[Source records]
↓

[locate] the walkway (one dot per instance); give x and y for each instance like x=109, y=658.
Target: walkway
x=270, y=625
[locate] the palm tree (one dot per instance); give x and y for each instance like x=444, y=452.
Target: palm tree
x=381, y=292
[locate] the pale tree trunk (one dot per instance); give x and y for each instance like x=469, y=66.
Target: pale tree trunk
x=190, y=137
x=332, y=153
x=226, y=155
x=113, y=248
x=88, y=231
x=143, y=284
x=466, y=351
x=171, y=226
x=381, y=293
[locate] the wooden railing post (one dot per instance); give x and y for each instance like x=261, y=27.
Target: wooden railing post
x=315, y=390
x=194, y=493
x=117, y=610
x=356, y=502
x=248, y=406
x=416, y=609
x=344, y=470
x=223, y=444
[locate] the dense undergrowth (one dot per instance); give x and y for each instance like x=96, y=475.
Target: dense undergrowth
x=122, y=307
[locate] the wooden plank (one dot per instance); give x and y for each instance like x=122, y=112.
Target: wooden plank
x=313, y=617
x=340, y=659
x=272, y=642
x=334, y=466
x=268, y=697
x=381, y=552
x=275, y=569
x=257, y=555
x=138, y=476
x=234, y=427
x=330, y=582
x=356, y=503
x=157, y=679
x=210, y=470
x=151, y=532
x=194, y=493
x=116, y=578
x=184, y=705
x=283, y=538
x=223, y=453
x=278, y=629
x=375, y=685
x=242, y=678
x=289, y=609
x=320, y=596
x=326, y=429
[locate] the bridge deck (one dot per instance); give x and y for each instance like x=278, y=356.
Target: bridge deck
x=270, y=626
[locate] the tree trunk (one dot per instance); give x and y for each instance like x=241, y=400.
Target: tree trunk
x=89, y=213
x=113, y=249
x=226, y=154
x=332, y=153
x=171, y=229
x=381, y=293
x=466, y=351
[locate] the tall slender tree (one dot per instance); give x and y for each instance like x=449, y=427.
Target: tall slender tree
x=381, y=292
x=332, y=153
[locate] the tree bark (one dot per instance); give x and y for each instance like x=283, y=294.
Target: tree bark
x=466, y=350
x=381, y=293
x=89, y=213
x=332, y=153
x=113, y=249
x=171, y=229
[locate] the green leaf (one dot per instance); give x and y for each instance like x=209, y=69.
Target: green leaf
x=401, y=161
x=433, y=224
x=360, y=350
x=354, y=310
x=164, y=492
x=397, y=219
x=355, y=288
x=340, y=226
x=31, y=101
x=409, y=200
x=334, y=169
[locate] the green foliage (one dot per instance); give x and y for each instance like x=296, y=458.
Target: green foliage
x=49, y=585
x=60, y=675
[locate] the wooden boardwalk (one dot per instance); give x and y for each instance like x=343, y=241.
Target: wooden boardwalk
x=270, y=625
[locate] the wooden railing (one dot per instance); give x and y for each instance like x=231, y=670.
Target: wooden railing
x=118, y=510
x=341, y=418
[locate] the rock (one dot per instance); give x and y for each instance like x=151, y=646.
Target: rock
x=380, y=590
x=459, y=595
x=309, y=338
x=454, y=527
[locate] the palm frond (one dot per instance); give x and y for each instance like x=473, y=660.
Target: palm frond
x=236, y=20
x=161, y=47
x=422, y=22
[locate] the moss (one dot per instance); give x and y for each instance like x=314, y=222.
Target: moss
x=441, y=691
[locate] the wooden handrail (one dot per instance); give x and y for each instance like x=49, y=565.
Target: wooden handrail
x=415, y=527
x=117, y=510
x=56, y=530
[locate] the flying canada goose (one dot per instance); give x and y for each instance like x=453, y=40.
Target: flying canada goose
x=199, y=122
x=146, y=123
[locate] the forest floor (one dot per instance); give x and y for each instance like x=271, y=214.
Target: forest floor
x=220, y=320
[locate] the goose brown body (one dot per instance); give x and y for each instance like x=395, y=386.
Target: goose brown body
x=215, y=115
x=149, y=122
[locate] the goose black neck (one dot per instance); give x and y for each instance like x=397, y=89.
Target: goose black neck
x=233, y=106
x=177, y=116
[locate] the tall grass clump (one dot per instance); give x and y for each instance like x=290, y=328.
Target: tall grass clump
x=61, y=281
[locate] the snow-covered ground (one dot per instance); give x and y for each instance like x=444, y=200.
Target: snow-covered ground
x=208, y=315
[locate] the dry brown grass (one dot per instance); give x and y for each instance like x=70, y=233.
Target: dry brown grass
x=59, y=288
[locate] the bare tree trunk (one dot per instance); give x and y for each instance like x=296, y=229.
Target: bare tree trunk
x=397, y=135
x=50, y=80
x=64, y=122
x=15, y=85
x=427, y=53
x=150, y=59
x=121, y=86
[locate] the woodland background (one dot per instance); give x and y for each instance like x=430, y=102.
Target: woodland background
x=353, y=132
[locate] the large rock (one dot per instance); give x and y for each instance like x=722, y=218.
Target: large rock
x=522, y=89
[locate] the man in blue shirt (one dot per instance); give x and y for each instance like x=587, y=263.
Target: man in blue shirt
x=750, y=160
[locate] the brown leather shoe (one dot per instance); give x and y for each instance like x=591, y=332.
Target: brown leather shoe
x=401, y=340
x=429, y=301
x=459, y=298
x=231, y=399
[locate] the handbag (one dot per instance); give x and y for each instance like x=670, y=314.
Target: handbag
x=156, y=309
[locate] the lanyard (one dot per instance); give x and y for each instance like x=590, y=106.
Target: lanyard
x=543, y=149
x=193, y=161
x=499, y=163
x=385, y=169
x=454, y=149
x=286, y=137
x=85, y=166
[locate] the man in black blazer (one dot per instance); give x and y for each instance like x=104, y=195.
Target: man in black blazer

↑

→ **Aim**
Reproduce the material exactly, with every line intact.

→ **In response**
[locate] the walkway (one dot per instance); give x and y for each instance like x=109, y=658.
Target: walkway
x=270, y=625
[locate] the palm tree (one dot per instance); give x and y for each instance like x=444, y=452.
Target: palm tree
x=381, y=292
[locate] the pale tree trunk (one dot per instance); give x and y for each instance like x=469, y=66.
Target: pale tree trunk
x=190, y=137
x=332, y=153
x=226, y=155
x=113, y=248
x=88, y=231
x=143, y=284
x=466, y=351
x=171, y=226
x=381, y=293
[locate] the wooden railing post (one dot per instance); give x and y for each instance like x=261, y=27.
Target: wooden railing post
x=315, y=390
x=194, y=493
x=117, y=610
x=356, y=502
x=248, y=406
x=416, y=609
x=344, y=470
x=223, y=444
[locate] the dense undergrowth (one dot per instance); give x and y for each instance like x=96, y=475.
Target: dense undergrowth
x=122, y=307
[locate] the wooden plank (one dot per instance); give x and y for each instance like x=122, y=112.
Target: wooden plank
x=313, y=617
x=340, y=659
x=272, y=642
x=334, y=466
x=268, y=697
x=381, y=552
x=275, y=569
x=257, y=555
x=138, y=476
x=234, y=427
x=330, y=582
x=356, y=503
x=157, y=679
x=210, y=470
x=151, y=532
x=194, y=493
x=116, y=578
x=184, y=705
x=283, y=538
x=223, y=453
x=278, y=629
x=375, y=685
x=242, y=678
x=289, y=609
x=320, y=596
x=326, y=429
[locate] the bridge deck (one dot per instance); give x and y for each instance like x=278, y=356.
Target: bridge deck
x=270, y=626
[locate] the tree trunk (one dot per instance); give x and y for each instance like x=241, y=400.
Target: tree trunk
x=89, y=213
x=113, y=249
x=226, y=154
x=332, y=153
x=171, y=229
x=381, y=293
x=466, y=351
[locate] the tall slender tree (one dot per instance); give x and y for each instance like x=449, y=427.
Target: tall slender tree
x=381, y=292
x=332, y=153
[locate] the tree bark (one dot per instance); give x and y for each instance like x=283, y=294.
Target: tree bark
x=466, y=350
x=381, y=293
x=89, y=213
x=332, y=153
x=113, y=249
x=171, y=229
[locate] the green leaf (one dot per instance); give x and y for each instance like x=209, y=69.
Target: green leaf
x=401, y=161
x=433, y=224
x=360, y=350
x=354, y=310
x=164, y=492
x=397, y=219
x=355, y=288
x=340, y=226
x=31, y=101
x=409, y=200
x=334, y=169
[locate] the green foliage (one dot per instance); give x and y for each instance like x=296, y=458.
Target: green foliage
x=49, y=585
x=60, y=675
[locate] the wooden boardwalk (one dot per instance); give x and y for each instance like x=343, y=241.
Target: wooden boardwalk
x=270, y=625
[locate] the wooden railing (one dot per instance); give x and y for each instance like x=231, y=670.
Target: wooden railing
x=118, y=510
x=341, y=418
[locate] the rock (one dot per instance); give x and y for each instance like x=151, y=646.
Target: rock
x=380, y=590
x=459, y=595
x=309, y=338
x=454, y=527
[locate] the palm frond (one dot per instance); give x and y for each instance like x=473, y=660.
Target: palm frond
x=236, y=20
x=161, y=47
x=422, y=22
[locate] the moss (one dot per instance); give x and y for each instance like x=314, y=222.
Target: moss
x=441, y=691
[locate] the wooden handrail (one dot per instance); give x and y for each instance like x=49, y=565.
Target: wooden handrail
x=415, y=527
x=117, y=510
x=56, y=530
[locate] the flying canada goose (one dot per instance); give x and y for each instance like x=453, y=40.
Target: flying canada goose
x=199, y=122
x=146, y=123
[locate] the forest floor (one dot per instance); give x and y for each instance like x=271, y=214.
Target: forest floor
x=220, y=320
[locate] the goose brown body (one dot per instance); give x and y for each instance like x=395, y=386.
Target: goose brown body
x=215, y=115
x=149, y=122
[locate] the goose black neck (one dot per instance); give x and y for each instance like x=397, y=89.
Target: goose black neck
x=233, y=106
x=177, y=116
[locate] the tall grass clump (one dot per instance); give x and y for each instance like x=290, y=328.
Target: tall grass clump
x=61, y=281
[locate] the snow-covered ground (one dot per instance); give x and y for each instance like x=444, y=200.
Target: snow-covered ground
x=208, y=315
[locate] the dry brown grass (one dot per instance); give x and y for each instance like x=70, y=233.
Target: dry brown grass
x=59, y=288
[locate] the bare tree trunk (one dot per instance); give x and y for each instance like x=296, y=229.
Target: bare tree trunk
x=397, y=135
x=50, y=80
x=64, y=122
x=15, y=85
x=427, y=53
x=150, y=59
x=121, y=86
[locate] the woodland background (one dot per instance); give x and y for each instance like x=430, y=102.
Target: woodland background
x=353, y=132
[locate] the large rock (one dot per instance); give x and y for each instance like x=722, y=218.
Target: large rock
x=522, y=89
[locate] the man in blue shirt (one dot per instance); give x and y for each instance like x=587, y=263.
Target: man in blue shirt
x=750, y=160
[locate] the brown leather shoe (one dot per instance); give x and y for each instance like x=591, y=332.
Target: brown leather shoe
x=401, y=340
x=429, y=301
x=459, y=298
x=231, y=399
[locate] the handbag (one dot per instance); give x and y for each instance like x=670, y=314.
Target: handbag
x=156, y=309
[locate] the lanyard (one dot per instance); give x and y for each instance like x=590, y=106.
Target: lanyard
x=543, y=149
x=193, y=161
x=499, y=163
x=385, y=169
x=454, y=149
x=286, y=137
x=85, y=166
[locate] the man in black blazer (one dot per instance); give x and y for each instance like x=104, y=195.
Target: man in black blazer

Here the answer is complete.